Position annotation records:
◇ ◇ ◇ ◇ ◇

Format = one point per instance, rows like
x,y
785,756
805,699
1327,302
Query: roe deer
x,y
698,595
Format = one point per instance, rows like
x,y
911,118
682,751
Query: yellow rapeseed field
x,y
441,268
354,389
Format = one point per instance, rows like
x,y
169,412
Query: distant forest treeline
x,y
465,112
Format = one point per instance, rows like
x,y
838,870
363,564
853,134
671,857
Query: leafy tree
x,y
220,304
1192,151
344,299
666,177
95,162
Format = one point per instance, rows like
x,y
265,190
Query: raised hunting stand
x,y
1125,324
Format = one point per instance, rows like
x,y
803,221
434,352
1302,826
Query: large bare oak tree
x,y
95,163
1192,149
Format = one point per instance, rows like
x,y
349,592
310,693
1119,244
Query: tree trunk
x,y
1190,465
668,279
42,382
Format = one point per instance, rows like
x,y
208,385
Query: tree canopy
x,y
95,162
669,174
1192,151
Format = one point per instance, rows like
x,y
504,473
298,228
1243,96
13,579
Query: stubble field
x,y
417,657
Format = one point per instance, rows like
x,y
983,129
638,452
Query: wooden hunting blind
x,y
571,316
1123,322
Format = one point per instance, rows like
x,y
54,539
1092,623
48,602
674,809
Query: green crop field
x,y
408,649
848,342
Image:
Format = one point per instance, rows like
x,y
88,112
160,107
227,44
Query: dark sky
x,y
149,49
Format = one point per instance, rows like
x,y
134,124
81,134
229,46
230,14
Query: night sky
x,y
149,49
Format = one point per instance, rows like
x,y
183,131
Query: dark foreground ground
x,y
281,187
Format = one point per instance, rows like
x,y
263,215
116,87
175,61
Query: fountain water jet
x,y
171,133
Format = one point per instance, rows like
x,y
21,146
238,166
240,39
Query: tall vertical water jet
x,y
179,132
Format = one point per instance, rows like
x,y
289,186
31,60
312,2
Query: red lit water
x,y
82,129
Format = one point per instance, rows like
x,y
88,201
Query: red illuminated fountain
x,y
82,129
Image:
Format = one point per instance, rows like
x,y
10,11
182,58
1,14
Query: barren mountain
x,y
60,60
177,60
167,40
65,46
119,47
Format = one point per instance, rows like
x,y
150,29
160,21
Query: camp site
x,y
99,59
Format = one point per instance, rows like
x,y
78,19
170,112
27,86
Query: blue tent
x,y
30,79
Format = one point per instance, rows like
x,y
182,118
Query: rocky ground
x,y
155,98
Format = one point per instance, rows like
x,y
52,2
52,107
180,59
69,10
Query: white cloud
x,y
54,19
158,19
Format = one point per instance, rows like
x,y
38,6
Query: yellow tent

◇ ◇ ◇ ◇ ◇

SHORT PROBLEM: Pull out every line above that contains the string "hunting". Case counts.

RESULT OF THIS EXERCISE:
Query: raised hunting stand
Query: wooden hunting blind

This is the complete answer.